PROBLEMA BREVE 1:
Responde estas preguntas con datos del texto sobre la brevedad en la escritura:
(a) ¿En qué año escribió Calvino el ensayo que se cita?
(b) ¿Cuántas veces, según Horacio, debe ser pulido y repulido un poema?
(c) ¿Cuántos años aconseja Horacio tener guardada una obra?
PROBLEMA BREVE 2: Copia del texto sobre la brevedad en la escritura el pasaje que comienza en «A propósito de» y termina en «todas las épocas.».
PROBLEMA BREVE 3: Prosigue el texto sobre la brevedad en la escritura a partir de su última oración.

FRAGMENTO DEL TEXTO:
-----
A propósito de Borges, en un ensayo de 1984, incluido en el libro Por qué leer los clásicos, Italo Calvino afirmaba: «he tenido a menudo la tentación de formular una poética del escribir breve, elogiando su primacía sobre el escribir largo, contraponiendo los dos órdenes mentales que la inclinación hacia el uno o hacia el otro presupone, por temperamento, por idea de la forma, por sustancia de los contenidos». Calvino no alcanzó a escribir ese elogio de la brevedad —murió un año más tarde. Tampoco hubiera sido el primero: aunque la brevedad parece haber merecido mayor aplauso que la largueza, ambas han tenido partidarios en todas las épocas.
En su Epístola a los Pisones —un elogio, más que del escribir breve, de la mesura y el equilibrio—, Horacio recomienda: «Sé breve en tus preceptos cuando los dieres para que el entendimiento los perciba pronto y retenga fielmente tus palabras. Todo lo superfluo se va, y rebosa de la memoria como el agua de un vaso lleno». La brevedad no es posible, empero, sin la repetida corrección, sin la reescritura, sin el tachar implacable. «Vosotros, ilustres descendientes de Pompilio, condenad todo poema que no ha sido depurado por muchos días de corrección, que no ha sido pulido y repulido veinte veces», dice Horacio. Y rememora a Quintiliano, quien, «cuando le recitaban algún verso, decía: “Vamos, por Júpiter, corrige esto, y estotro, retoca esta parte”. Y si le respondían: “No puedo; no me sale mejor por mucho que hago; lo intenté varias veces”. Entonces contestaba: “Pues bórralo; vuelve al yunque esos versos que no están bien forjados”».
Pero ni la brevedad ni la corrección son suficientes; hace falta el ojo crítico y el añejamiento, la opinión de rigurosos lectores y el distanciamiento que sólo el paso del tiempo permite. «Si alguna vez llegares a componer alguna obra, sómetela al severo juicio de Mecio, al de tu padre y al mío, y luego tenla guardada nueve años. Mientras tuvieres tus pergaminos en tu escritorio podrás corregirlos a tus anchas, quitar y poner. La palabra, una vez suelta, no se la recoge». Esta sería, pues, la fórmula de la brevedad para Horacio: un mínimo de veinte correcciones, nueve años de añejamiento y la aprobación de tres lectores críticos.
-----
DATOS PROPORCIONADOS:
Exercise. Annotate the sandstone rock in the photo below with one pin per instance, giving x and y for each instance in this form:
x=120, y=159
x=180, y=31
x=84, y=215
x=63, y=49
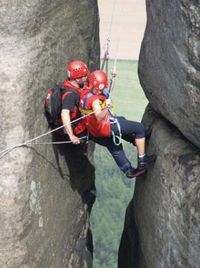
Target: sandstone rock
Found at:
x=169, y=63
x=41, y=190
x=166, y=204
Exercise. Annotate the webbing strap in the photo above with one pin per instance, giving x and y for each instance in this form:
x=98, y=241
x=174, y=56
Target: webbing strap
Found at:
x=117, y=139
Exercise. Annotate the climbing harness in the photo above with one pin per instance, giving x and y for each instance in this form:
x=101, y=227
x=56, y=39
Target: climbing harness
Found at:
x=117, y=139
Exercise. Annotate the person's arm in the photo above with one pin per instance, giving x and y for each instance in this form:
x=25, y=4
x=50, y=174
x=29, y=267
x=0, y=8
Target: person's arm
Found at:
x=65, y=116
x=99, y=113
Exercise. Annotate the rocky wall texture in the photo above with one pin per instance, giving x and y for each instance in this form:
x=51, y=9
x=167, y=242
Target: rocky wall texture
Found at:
x=45, y=192
x=163, y=216
x=162, y=221
x=169, y=66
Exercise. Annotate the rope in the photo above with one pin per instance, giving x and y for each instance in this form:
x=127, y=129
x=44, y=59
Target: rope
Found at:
x=4, y=152
x=106, y=54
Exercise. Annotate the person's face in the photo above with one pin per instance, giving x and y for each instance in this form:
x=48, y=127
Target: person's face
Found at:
x=96, y=91
x=81, y=81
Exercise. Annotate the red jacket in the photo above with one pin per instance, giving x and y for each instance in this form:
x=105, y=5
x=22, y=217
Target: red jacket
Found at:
x=95, y=127
x=79, y=126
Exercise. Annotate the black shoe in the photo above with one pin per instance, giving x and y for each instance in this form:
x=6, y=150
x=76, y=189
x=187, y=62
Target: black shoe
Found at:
x=148, y=133
x=131, y=173
x=144, y=161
-----
RESPUESTA ESPERADA 1:
(a) En 1984.
(b) Veinte veces.
(c) Nueve años.

RESPUESTA ESPERADA 2:
A propósito de Borges, en un ensayo de 1984, incluido en el libro Por qué leer los clásicos, Italo Calvino afirmaba: «he tenido a menudo la tentación de formular una poética del escribir breve, elogiando su primacía sobre el escribir largo, contraponiendo los dos órdenes mentales que la inclinación hacia el uno o hacia el otro presupone, por temperamento, por idea de la forma, por sustancia de los contenidos». Calvino no alcanzó a escribir ese elogio de la brevedad —murió un año más tarde. Tampoco hubiera sido el primero: aunque la brevedad parece haber merecido mayor aplauso que la largueza, ambas han tenido partidarios en todas las épocas.

RESPUESTA ESPERADA 3:
Plinio el Joven piensa distinto. Su elogio de la largueza está desarrollado en carta a su amigo Cornelio Tácito. «Sucede con un buen libro lo mismo que con todas las cosas buenas en sí mismas: cuanto más largo es, mejor», dice Plinio. Las razones son varias. Primero: «no es propio del discurso sobrio y conciso, sino del majestuoso y sublime, lanzar relámpagos, tronar, conmover, derribar y destruir». Segundo: «si la fecundidad no demuestra precisión, en cambio acredita mayor amplitud de espíritu». Tercero: «callar lo que puede ser peligroso omitir, trazar ligeramente lo que debe detallarse, decir a medias solamente lo que no puede rebatirse bien, es verdadera prevaricación. Ocurre con frecuencia que la abundancia de palabras da fuerza nueva, y como peso nuevo a las ideas que expresan».
Plinio sabe que la largueza puede degenerar en desmesura, pero no le importa, por eso le pregunta a Tácito: «confieso que existe prudente medida, pero ¿crees tú que el que no la llena es más estimable que el que la traspasa?». Plinio no lo cree así; prefiere el exceso a la escasez. Aunque en carta a Luperco modere sus opiniones: «solamente pretendo demostrar que algunas veces es preciso abandonarse a la elocuencia, y no encerrar en círculo demasiado pequeño los movimientos impetuosos de un genio elevado».
Para quien la largueza es valor, la corrección tiene otro sentido, menos obsesivo, a veces contrario a la perfección literaria. Plinio el Joven lo expresa en carta a Apio: «Mucho apruebo tu cuidado por la corrección de tus escritos, pero la corrección tiene sus límites: pulir demasiado, antes es debilitar que perfeccionar una obra». Y en carta a Suetonio Tranquilo insiste: «Tu obra ha llegado al punto de perfección en que la lima no puede ya embellecerla, sino debilitarla». La demasiada corrección se convierte en traba, pues «además nos aparta de las (otras obras) que emprenderíamos». La fórmula de la largueza consistiría entonces en escribir con fuerza, amplitud y vigor; corregir estrictamente lo indispensable, sin obsesión; y dar la obra pronto al lector.
Cultores de poéticas antípodas, separados por casi un siglo, Horacio y Plinio el Joven son apenas un episodio romano de la contraposición entre brevedad y largueza. Lo paradójico es que el elogio del escribir largo proceda de cartas que, tan breves, hubieran servido de verbigracia en el elogio de Calvino.